What you need to do —
Answer these questions from the text on children's sleep.
(a) How many hours of sleep does it say children need each night?
(b) Which devices does it say should not be in the bedroom?
(c) What may a stack of books in a child's room trigger?

Extract to read —
··········

The simple fact is that our kids are so busy and so distracted that they often don’t get enough sleep. Are you aware that children need 10 hours of sleep each night? When they miss sleep then they tend to try to make up that sleep by napping or sleeping late on the weekend. We don’t want our kids to be falling asleep at school. When they don’t sleep properly they lose focus at school. It is even thought that a lack of proper rest can lead to weight issues, as they may use food as a way to keep going when they are fatigued. Sleeping is vital to health. Even the immune system can be affected by a lack of rest.

Let’s talk about ways to help kids get a proper night’s rest!

  • Get the electronics out of the bedroom. The bedroom should be a screen free zone. No TVs, video games, phones or iPad’s in the bedroom. Even when off, these items trigger our brain into thinking about the devices. Kids with devices in the bedroom tend to have lower grades in school and more sleeping problems. The bedroom needs to be a peaceful, quiet place to read and sleep.
  • If possible, have a quiet area for the child to study outside of the bedroom. That way the bedroom can serve only for recreational reading and sleep. We are hard-wired as animals, and need a quiet dark den to settle down after a busy day. If there’s a stack of books in their room, you can imagine that it may trigger anxiety about school. What if you had to sleep next to a pile of your work?

··········

Information given —
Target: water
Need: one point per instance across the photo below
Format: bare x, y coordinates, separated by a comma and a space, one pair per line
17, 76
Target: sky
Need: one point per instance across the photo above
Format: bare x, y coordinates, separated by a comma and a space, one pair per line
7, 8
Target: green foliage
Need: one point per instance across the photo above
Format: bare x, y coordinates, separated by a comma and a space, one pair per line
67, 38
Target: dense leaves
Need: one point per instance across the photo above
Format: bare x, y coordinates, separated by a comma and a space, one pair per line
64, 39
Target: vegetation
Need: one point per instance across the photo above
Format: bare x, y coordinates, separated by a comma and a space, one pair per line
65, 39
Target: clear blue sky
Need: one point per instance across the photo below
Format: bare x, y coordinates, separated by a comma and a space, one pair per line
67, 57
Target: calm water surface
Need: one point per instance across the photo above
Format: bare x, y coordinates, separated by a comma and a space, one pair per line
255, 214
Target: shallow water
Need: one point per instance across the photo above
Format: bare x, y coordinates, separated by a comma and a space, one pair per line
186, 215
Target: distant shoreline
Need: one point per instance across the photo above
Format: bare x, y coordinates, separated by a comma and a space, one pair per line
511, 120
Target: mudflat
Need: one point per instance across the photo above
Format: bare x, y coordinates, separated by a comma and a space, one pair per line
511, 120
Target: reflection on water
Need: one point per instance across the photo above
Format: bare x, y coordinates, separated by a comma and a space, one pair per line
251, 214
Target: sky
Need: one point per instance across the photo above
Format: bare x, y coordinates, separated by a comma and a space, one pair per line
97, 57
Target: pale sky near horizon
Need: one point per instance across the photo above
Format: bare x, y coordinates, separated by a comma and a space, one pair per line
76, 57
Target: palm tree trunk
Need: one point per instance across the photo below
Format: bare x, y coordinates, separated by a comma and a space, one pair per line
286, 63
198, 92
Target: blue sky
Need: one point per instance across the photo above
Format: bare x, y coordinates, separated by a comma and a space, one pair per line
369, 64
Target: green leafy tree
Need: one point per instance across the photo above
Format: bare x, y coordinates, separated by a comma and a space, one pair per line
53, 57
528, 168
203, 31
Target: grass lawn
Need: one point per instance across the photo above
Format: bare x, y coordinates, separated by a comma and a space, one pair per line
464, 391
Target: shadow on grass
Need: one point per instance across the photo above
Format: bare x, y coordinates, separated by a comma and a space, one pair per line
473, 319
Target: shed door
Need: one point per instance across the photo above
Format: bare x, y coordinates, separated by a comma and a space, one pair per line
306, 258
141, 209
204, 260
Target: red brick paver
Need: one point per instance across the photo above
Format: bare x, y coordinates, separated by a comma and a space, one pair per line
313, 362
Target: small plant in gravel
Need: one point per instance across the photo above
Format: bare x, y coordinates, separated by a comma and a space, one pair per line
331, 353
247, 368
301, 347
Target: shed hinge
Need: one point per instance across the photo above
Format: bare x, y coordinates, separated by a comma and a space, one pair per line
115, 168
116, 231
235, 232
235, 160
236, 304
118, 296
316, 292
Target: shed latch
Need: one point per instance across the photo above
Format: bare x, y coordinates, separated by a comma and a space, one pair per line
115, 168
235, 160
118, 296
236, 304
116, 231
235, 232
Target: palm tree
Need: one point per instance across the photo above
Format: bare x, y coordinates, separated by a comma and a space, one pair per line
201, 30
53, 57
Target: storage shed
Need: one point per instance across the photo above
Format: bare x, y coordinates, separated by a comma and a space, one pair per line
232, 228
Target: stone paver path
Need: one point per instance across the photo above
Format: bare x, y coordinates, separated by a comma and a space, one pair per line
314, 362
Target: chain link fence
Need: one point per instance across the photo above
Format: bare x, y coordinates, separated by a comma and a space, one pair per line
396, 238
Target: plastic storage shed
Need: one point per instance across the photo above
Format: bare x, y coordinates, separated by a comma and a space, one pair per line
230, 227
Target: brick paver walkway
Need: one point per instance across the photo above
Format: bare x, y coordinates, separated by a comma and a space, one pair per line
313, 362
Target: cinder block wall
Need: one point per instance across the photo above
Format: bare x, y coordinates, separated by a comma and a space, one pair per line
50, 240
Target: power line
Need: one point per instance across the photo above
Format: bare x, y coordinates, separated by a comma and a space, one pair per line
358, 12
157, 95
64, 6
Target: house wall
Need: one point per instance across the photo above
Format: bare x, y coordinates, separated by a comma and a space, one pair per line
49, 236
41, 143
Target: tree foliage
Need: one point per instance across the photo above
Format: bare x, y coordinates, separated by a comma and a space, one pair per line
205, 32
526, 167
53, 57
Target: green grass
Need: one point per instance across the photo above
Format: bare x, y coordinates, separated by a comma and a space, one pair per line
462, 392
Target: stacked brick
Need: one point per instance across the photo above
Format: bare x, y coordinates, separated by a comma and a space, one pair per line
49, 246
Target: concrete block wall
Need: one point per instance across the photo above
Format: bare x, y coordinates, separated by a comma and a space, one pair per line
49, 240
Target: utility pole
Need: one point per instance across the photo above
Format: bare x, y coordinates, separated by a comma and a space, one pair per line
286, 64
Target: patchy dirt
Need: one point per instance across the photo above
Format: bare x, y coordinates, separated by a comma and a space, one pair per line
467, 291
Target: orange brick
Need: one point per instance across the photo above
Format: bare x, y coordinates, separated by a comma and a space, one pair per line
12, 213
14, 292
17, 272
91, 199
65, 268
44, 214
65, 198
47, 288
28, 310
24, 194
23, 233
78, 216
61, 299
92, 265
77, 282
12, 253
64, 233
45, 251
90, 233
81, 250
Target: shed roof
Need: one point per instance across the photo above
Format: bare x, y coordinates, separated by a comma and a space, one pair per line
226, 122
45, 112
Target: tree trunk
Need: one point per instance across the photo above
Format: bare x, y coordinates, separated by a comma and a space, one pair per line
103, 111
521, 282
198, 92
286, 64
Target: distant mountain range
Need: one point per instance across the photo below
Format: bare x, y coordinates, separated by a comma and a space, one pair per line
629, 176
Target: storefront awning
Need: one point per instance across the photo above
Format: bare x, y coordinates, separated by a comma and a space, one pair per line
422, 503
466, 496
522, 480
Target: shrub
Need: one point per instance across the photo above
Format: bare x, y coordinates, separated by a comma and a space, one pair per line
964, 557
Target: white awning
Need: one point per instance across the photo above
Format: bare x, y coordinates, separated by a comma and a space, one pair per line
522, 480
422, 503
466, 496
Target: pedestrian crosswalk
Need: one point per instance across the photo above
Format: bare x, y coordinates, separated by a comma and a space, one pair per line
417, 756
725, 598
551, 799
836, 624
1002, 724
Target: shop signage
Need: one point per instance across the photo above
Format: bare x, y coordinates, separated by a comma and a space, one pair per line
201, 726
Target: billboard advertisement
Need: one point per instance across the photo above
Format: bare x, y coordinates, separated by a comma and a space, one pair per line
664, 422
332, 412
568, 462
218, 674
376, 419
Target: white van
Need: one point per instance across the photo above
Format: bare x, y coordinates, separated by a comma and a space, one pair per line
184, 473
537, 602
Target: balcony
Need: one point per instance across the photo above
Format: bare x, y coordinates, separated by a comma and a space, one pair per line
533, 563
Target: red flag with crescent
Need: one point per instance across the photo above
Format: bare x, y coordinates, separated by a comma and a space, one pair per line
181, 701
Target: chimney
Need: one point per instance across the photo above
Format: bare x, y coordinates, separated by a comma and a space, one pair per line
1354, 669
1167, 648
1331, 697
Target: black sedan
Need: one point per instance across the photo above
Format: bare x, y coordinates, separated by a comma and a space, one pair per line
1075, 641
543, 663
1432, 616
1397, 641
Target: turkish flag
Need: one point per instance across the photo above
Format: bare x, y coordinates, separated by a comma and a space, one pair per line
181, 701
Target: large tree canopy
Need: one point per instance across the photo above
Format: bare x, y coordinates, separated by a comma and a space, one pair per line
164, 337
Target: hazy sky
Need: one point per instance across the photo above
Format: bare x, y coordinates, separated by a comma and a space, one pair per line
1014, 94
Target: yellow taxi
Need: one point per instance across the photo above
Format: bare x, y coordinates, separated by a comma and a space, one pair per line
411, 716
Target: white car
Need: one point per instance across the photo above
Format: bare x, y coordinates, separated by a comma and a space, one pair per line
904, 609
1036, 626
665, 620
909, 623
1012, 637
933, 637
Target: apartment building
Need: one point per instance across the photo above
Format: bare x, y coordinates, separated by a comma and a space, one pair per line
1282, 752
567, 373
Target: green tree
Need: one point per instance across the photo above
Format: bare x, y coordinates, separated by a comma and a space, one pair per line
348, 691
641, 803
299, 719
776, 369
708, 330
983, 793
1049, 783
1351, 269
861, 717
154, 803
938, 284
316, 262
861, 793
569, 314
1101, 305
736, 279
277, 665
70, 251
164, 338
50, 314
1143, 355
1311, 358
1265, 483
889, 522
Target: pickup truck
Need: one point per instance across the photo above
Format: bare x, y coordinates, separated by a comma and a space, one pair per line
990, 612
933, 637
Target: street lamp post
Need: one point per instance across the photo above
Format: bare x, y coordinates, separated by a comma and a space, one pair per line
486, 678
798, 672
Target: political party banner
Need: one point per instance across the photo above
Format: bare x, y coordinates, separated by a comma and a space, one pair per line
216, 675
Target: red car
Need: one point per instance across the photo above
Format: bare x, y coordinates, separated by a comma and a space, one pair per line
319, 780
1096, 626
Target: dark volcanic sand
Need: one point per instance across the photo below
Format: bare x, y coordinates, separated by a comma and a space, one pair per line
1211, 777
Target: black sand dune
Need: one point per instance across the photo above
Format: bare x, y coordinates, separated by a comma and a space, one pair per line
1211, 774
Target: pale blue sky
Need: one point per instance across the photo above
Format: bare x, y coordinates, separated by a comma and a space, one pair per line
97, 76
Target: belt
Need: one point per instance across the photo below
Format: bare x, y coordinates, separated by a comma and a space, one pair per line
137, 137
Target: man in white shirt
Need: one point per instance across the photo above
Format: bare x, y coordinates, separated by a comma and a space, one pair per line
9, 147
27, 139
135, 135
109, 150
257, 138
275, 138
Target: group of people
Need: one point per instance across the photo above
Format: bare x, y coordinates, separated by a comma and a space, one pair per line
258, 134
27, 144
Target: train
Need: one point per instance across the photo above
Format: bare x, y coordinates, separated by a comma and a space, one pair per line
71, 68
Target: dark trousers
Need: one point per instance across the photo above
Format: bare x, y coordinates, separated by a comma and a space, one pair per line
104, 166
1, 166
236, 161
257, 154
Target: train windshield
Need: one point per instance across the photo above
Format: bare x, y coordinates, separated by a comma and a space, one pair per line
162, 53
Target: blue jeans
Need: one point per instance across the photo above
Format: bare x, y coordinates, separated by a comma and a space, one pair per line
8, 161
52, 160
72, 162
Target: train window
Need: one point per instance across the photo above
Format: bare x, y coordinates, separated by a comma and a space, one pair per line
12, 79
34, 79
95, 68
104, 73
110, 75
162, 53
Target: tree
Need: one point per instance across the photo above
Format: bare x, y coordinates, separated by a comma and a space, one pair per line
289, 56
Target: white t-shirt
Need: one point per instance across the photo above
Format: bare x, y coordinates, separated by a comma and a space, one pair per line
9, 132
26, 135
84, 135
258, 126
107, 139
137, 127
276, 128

··········

Result of the task —
(a) 10 hours.
(b) TVs, video games, phones and iPads.
(c) Anxiety about school.